━━ Data entries ━━

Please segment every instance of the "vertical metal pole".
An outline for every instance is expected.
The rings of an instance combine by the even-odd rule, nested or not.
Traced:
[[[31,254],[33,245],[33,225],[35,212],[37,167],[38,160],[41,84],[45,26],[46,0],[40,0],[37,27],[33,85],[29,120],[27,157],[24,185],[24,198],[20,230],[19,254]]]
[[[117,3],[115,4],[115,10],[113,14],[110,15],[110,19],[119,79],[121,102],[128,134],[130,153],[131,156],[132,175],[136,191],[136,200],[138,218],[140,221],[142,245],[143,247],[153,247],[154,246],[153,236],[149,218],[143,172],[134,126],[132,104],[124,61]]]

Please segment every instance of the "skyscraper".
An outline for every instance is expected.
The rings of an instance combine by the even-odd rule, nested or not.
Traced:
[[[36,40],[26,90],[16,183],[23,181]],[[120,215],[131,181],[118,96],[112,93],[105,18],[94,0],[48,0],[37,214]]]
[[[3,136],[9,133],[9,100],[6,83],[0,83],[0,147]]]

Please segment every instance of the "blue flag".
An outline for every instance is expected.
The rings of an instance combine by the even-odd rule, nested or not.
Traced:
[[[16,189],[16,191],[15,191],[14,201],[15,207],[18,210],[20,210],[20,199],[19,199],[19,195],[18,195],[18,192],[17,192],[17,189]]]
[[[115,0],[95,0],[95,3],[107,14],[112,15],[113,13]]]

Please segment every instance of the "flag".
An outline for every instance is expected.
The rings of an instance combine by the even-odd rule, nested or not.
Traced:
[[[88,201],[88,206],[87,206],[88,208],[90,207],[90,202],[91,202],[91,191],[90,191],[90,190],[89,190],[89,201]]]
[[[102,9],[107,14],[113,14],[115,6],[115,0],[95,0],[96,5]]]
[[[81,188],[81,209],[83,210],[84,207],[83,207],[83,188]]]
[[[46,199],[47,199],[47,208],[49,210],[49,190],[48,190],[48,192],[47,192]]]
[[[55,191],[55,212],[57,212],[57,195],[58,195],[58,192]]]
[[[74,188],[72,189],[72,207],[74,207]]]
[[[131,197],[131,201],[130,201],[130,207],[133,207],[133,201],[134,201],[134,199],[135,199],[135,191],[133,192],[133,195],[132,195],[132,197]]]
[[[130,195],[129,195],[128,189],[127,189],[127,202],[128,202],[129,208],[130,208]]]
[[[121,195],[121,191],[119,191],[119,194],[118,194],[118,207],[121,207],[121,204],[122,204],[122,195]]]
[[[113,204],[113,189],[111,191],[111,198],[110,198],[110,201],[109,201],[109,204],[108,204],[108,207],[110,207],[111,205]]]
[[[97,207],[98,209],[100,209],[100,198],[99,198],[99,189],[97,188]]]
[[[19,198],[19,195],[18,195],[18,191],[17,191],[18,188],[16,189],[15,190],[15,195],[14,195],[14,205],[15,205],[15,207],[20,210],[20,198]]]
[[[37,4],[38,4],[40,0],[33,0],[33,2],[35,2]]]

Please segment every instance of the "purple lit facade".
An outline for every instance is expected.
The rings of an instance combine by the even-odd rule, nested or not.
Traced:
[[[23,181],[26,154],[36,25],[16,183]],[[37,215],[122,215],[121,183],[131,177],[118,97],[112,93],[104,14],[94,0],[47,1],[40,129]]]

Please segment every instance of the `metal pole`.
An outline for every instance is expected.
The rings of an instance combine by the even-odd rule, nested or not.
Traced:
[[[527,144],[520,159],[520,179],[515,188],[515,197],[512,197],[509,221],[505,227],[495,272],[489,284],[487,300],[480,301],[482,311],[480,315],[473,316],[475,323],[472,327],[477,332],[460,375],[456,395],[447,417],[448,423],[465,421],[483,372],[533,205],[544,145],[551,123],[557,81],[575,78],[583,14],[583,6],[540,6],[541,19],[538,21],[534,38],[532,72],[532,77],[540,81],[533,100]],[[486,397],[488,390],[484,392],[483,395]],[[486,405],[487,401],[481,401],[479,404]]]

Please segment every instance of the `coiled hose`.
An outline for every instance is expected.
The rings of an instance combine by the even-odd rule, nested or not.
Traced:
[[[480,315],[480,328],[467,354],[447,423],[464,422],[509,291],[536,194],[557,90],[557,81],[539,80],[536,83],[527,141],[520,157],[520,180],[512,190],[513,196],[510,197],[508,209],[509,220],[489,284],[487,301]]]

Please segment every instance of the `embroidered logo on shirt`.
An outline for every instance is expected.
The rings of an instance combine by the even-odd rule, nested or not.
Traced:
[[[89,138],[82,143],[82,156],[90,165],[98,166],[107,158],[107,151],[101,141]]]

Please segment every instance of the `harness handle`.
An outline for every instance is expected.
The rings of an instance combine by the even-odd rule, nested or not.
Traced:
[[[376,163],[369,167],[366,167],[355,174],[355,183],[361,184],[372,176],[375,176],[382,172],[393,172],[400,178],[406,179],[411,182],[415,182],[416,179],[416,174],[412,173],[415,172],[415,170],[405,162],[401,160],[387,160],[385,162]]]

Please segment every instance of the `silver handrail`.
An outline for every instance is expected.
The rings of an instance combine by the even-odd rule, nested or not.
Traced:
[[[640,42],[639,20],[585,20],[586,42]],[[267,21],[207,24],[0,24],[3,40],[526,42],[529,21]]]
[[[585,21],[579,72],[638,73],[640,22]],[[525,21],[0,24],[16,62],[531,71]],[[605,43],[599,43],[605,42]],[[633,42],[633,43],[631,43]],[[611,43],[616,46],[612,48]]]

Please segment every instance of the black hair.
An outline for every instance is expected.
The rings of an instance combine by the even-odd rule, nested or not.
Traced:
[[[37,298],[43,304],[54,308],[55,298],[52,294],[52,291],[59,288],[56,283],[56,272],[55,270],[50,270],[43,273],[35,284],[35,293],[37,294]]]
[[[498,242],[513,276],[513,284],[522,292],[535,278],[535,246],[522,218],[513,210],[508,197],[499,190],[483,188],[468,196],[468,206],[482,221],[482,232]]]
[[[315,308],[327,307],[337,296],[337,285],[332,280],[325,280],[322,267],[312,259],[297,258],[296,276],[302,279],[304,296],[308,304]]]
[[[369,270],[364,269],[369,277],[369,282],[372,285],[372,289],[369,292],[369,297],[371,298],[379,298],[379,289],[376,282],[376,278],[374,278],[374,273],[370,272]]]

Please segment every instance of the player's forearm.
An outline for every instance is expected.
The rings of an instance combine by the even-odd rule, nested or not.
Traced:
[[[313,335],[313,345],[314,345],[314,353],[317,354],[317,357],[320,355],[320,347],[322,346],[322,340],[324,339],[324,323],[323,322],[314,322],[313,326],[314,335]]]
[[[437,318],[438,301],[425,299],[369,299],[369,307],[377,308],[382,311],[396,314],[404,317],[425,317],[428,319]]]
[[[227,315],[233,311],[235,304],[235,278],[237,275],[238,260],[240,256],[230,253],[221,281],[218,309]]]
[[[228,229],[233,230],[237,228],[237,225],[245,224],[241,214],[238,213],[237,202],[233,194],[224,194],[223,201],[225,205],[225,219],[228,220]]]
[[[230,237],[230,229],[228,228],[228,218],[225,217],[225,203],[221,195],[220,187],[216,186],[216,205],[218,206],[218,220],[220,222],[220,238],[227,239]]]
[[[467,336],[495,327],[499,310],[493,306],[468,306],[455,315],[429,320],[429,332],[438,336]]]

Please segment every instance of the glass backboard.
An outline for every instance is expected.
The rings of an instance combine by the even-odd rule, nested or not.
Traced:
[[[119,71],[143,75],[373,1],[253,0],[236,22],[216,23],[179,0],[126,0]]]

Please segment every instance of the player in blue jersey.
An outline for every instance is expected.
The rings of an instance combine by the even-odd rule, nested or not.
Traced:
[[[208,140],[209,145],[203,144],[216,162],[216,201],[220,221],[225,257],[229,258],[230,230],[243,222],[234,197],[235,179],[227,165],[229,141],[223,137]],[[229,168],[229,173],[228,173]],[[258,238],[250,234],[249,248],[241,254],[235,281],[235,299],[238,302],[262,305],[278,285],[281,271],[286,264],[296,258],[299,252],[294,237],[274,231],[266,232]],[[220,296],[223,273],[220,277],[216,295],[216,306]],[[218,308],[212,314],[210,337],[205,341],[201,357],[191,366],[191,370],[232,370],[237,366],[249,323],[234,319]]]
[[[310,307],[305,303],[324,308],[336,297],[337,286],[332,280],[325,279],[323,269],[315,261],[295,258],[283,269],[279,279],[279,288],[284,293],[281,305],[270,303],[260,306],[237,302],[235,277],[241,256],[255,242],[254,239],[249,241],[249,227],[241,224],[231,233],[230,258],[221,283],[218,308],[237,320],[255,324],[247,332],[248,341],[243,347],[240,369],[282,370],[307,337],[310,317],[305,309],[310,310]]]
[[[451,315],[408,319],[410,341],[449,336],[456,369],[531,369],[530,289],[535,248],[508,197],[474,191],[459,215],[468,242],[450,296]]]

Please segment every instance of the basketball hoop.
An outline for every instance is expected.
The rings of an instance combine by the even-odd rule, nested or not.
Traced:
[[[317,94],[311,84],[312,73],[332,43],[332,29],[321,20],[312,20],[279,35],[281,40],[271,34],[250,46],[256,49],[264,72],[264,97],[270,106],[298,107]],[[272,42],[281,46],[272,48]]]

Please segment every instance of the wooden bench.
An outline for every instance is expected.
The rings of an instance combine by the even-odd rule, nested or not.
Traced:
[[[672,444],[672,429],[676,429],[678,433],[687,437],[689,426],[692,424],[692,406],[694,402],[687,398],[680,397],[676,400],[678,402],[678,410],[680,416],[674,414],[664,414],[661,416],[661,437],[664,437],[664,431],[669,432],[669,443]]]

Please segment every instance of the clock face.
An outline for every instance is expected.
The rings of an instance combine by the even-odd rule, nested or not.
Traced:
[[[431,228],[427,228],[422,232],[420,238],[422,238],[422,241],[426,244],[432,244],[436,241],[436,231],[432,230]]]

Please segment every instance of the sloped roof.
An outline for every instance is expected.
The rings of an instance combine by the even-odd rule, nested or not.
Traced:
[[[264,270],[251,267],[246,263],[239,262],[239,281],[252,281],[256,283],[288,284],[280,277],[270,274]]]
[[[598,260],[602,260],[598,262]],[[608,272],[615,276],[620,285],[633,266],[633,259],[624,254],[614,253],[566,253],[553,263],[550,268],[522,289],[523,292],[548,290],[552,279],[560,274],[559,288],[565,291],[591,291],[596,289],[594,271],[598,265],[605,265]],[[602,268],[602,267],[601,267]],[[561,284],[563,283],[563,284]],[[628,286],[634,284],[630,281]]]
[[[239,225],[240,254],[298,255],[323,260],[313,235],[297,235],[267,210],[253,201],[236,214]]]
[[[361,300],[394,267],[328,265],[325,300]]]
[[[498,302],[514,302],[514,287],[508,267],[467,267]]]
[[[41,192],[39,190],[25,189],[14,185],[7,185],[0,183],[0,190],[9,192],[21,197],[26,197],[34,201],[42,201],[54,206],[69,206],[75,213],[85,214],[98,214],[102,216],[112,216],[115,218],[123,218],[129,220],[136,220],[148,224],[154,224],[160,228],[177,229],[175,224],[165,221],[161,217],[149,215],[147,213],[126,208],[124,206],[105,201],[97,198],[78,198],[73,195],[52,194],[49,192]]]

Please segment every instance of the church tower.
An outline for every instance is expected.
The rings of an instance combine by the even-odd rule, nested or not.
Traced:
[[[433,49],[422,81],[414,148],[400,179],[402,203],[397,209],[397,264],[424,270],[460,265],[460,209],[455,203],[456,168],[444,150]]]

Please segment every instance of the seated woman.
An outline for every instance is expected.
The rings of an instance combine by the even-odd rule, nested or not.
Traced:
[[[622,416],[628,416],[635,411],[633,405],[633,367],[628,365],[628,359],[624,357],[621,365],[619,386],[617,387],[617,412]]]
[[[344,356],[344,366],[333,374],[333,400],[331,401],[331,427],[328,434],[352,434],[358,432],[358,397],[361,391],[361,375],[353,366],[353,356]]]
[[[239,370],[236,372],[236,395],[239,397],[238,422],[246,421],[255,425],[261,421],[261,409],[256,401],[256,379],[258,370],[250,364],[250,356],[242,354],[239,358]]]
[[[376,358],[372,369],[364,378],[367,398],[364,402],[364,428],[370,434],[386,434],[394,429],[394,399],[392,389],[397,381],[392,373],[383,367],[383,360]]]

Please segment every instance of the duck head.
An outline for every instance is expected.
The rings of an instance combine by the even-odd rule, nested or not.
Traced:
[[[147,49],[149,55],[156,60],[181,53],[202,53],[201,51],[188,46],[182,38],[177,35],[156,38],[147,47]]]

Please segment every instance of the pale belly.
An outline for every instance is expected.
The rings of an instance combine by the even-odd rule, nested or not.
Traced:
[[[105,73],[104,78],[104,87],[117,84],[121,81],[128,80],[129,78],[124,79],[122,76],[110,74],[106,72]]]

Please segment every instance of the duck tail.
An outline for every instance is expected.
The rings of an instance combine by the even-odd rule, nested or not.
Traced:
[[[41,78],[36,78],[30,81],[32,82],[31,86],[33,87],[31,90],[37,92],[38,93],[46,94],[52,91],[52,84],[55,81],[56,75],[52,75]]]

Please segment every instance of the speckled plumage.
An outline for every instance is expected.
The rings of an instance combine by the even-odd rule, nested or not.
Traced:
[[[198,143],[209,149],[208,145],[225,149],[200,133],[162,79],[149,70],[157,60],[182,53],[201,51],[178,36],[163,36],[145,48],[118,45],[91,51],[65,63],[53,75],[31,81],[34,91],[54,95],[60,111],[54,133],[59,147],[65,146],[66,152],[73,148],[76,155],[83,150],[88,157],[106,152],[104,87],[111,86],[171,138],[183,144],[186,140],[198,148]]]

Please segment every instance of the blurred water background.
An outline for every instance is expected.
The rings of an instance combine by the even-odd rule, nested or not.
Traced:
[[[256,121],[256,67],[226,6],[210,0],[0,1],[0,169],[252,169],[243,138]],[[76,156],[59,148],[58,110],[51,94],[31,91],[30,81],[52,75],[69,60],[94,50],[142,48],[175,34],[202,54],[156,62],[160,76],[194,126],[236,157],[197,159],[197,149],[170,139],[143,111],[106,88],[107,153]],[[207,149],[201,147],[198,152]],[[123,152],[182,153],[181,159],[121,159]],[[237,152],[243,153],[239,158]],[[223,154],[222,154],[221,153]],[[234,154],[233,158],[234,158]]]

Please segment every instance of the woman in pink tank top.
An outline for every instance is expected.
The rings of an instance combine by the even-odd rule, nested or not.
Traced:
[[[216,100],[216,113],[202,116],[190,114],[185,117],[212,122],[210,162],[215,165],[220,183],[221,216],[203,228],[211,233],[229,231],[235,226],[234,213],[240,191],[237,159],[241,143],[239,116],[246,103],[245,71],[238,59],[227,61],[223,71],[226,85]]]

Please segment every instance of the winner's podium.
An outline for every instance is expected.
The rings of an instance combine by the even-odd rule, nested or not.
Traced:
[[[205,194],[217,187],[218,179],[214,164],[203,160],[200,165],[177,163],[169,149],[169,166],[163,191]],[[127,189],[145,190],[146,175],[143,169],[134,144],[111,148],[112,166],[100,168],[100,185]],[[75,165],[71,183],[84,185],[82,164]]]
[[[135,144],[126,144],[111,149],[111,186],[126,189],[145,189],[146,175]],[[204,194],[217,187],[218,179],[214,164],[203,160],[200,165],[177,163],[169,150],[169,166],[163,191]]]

━━━

Goal of the exercise
Could you repeat, word for word, the records starting with the line containing "Please segment every instance of the winner's" and continuing through the end of the records?

Reply to the exercise
Please segment every instance of the winner's podium.
An outline for every instance is expected.
The rings of an instance combine by the even-odd rule, nested or not.
Traced:
[[[205,194],[217,187],[218,179],[214,164],[203,160],[200,165],[177,163],[169,149],[169,166],[163,191]],[[127,189],[145,190],[146,175],[143,169],[134,144],[111,148],[112,166],[100,168],[100,185]],[[75,165],[71,183],[84,185],[82,164]]]
[[[135,144],[126,144],[111,149],[111,186],[126,189],[145,189],[146,175]],[[204,194],[217,187],[218,179],[214,164],[203,160],[200,165],[177,163],[169,150],[169,166],[163,191]]]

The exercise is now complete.